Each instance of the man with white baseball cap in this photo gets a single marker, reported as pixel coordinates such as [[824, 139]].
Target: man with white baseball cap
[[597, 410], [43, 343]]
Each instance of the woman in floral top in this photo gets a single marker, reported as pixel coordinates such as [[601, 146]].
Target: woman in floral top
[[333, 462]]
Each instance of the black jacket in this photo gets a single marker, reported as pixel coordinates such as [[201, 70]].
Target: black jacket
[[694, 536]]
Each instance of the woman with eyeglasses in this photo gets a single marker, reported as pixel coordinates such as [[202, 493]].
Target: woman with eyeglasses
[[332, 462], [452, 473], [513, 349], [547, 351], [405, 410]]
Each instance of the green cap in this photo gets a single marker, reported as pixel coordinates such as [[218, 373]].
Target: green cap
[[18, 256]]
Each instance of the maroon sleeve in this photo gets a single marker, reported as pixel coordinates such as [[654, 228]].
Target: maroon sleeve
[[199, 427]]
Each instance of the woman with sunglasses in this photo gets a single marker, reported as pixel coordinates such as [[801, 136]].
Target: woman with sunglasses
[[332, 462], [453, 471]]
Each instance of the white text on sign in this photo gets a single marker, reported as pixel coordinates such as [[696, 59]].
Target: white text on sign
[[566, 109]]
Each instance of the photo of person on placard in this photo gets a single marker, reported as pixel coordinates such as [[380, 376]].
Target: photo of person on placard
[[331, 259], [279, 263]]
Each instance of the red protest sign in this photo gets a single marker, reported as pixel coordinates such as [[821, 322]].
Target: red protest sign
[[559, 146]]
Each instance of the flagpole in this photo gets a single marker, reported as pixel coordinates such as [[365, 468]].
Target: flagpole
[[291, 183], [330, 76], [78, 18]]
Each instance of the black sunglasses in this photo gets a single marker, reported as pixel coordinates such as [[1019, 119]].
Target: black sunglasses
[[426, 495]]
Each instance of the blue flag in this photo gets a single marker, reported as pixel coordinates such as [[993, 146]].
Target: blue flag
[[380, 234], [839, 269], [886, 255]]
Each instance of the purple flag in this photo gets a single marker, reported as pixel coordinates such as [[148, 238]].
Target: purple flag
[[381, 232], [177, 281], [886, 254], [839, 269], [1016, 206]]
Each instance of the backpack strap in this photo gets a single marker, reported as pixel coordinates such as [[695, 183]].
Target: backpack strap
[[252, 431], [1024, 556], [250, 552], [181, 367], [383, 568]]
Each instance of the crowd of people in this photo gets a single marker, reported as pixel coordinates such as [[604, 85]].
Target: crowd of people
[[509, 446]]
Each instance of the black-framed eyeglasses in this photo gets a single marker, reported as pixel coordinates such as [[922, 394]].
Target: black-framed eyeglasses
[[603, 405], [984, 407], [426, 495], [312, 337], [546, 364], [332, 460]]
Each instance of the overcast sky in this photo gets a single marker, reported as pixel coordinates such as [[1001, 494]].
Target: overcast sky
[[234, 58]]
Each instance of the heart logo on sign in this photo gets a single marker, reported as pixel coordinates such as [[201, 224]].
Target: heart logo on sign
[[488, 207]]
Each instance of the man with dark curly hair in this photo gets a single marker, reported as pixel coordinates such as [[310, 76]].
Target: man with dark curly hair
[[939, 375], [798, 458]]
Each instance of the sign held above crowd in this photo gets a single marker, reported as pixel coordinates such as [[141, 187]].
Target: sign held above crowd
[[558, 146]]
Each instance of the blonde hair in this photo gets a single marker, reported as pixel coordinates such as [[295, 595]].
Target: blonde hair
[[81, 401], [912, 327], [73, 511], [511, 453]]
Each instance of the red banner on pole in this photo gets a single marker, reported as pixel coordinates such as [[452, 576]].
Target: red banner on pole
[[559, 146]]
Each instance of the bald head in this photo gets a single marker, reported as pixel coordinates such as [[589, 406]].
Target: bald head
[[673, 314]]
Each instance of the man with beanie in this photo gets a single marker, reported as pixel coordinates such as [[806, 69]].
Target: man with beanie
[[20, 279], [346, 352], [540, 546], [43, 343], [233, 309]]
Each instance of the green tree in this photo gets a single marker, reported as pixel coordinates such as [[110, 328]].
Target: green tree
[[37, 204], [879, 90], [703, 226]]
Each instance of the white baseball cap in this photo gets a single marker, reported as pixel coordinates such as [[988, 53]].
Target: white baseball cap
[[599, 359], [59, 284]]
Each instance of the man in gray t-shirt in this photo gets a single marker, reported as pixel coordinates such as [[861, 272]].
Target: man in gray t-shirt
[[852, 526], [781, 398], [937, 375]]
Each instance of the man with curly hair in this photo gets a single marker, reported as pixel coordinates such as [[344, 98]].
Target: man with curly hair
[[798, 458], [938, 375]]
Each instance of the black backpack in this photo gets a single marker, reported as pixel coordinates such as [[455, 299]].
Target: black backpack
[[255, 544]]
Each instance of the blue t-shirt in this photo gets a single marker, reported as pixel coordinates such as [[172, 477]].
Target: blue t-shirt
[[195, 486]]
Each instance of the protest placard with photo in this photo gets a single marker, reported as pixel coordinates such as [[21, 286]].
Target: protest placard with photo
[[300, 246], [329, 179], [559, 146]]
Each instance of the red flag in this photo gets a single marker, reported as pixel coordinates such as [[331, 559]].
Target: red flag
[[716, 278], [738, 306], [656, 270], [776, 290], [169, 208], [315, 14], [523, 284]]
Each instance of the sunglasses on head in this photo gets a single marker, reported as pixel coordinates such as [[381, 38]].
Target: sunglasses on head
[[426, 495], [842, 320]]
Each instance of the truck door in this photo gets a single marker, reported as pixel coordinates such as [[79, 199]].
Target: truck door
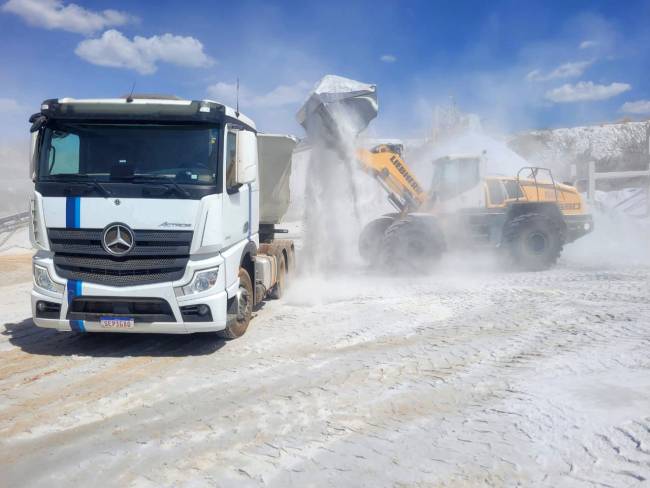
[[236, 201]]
★ ★ ★ ★ ★
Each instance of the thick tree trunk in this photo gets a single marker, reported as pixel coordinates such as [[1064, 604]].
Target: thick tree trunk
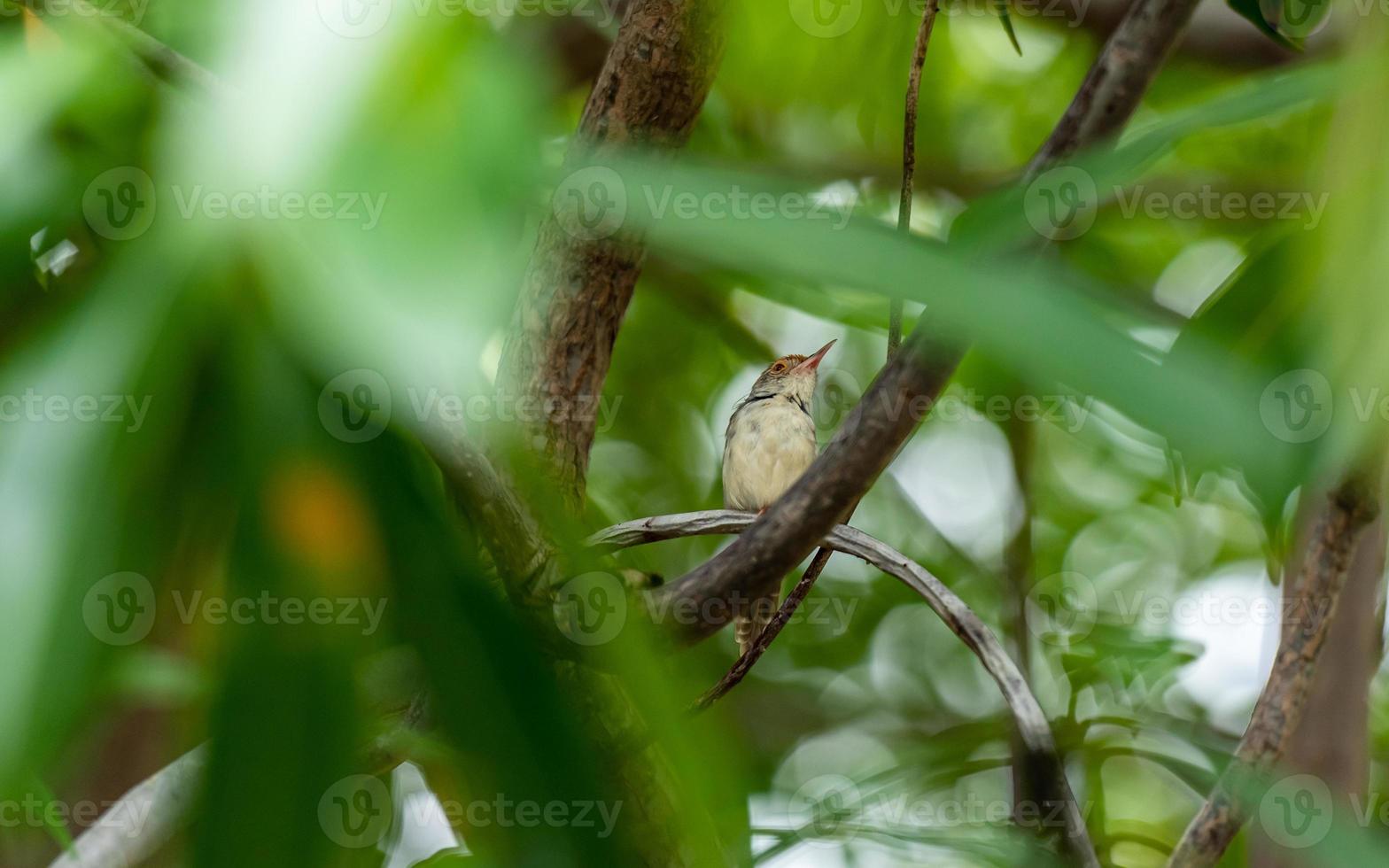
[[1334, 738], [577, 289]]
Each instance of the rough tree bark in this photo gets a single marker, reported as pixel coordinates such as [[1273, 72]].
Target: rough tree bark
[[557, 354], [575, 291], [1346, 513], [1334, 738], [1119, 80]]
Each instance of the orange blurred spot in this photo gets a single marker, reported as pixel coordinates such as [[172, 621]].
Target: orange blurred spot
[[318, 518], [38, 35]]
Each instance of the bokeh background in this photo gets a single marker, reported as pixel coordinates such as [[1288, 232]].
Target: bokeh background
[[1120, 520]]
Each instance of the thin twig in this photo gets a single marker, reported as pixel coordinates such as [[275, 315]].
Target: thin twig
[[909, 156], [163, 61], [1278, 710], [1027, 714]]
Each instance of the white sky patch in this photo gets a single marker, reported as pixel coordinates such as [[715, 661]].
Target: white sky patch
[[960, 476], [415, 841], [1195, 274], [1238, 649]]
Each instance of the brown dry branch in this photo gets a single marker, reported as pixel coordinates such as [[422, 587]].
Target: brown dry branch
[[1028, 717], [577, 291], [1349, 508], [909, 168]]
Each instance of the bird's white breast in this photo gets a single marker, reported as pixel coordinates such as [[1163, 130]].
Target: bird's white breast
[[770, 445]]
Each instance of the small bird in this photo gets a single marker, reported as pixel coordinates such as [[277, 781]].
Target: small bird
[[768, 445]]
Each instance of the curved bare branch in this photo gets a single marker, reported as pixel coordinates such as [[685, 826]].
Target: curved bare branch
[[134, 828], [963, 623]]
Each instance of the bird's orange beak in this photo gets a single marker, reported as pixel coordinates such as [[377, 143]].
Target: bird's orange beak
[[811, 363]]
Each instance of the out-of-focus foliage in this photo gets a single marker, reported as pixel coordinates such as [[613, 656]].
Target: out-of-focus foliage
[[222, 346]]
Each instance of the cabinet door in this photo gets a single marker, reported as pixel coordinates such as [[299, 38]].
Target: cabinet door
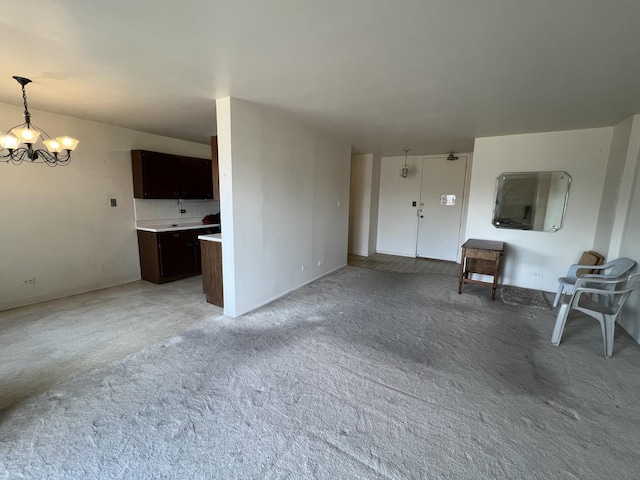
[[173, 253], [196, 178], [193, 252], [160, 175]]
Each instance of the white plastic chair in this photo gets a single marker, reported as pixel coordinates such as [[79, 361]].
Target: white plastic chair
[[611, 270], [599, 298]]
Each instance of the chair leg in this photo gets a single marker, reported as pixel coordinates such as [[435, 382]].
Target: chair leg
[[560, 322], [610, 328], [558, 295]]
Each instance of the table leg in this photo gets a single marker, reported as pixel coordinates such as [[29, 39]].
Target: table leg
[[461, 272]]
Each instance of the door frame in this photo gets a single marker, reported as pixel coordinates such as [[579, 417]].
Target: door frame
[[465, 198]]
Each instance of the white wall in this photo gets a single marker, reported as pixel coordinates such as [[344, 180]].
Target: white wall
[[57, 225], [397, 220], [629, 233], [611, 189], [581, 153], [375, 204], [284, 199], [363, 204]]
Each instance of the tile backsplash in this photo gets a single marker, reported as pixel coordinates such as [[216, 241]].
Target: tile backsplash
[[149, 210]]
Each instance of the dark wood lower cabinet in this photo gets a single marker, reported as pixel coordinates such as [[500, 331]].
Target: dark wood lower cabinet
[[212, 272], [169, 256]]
★ ★ ★ ★ ★
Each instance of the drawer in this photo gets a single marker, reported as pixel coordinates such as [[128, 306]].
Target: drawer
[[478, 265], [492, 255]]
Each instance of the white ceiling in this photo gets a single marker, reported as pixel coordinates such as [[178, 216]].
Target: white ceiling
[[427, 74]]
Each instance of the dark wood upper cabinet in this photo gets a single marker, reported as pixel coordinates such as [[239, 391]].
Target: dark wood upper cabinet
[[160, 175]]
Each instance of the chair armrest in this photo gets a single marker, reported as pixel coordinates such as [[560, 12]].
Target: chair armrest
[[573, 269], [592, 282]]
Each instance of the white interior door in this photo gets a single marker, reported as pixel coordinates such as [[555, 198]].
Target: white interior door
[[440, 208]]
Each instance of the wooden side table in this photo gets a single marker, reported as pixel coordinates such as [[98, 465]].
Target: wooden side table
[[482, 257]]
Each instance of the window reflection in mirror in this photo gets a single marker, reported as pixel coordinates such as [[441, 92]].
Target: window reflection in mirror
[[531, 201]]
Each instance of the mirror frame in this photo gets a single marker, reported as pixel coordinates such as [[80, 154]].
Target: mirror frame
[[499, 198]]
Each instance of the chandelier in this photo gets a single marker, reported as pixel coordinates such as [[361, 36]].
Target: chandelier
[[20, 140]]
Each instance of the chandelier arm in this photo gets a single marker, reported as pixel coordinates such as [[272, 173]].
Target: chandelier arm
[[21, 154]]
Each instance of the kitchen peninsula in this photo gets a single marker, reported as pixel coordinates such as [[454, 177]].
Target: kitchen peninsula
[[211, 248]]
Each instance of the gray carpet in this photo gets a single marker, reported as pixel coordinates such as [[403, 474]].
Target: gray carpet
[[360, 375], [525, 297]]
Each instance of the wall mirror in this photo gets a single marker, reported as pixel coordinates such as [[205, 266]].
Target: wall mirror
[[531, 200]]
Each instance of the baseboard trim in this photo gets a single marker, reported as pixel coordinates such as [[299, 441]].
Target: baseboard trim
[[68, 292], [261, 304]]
★ ★ ★ ★ ★
In the material from the line containing "Each instance of the man with white" up to and including the line containing "[[199, 427]]", change "marker" to "point" wherever it occurs. Reproduce only those lines, leaving all else unaltered.

[Answer]
Each instance of the man with white baseball cap in this photo gets a single point, reported as pixel coordinates such as [[824, 139]].
Target: man with white baseball cap
[[597, 410], [43, 343]]
Each instance of the woman in floral top in this photo gets a single point, reported as pixel coordinates such as [[601, 146]].
Target: woman in floral top
[[333, 462]]
Each instance of the black jacket in this photo gets a single point, reported as pixel coordinates such as [[201, 70]].
Target: black jacket
[[694, 536]]
Each instance of the woman with eyeglasses in this photo gets a single point, reported as pixel coordinates such as [[202, 493]].
Target: woman with eyeglasses
[[332, 462], [452, 473], [513, 349], [547, 351], [405, 410]]
Each instance of the green cap in this photo gets a single point, reported as pixel coordinates such as [[218, 373]].
Target: green cap
[[18, 256]]
Each instance of the maroon sleeve in this photo gets a single point, reported as pixel coordinates such as [[654, 228]].
Target: maroon sleeve
[[199, 427]]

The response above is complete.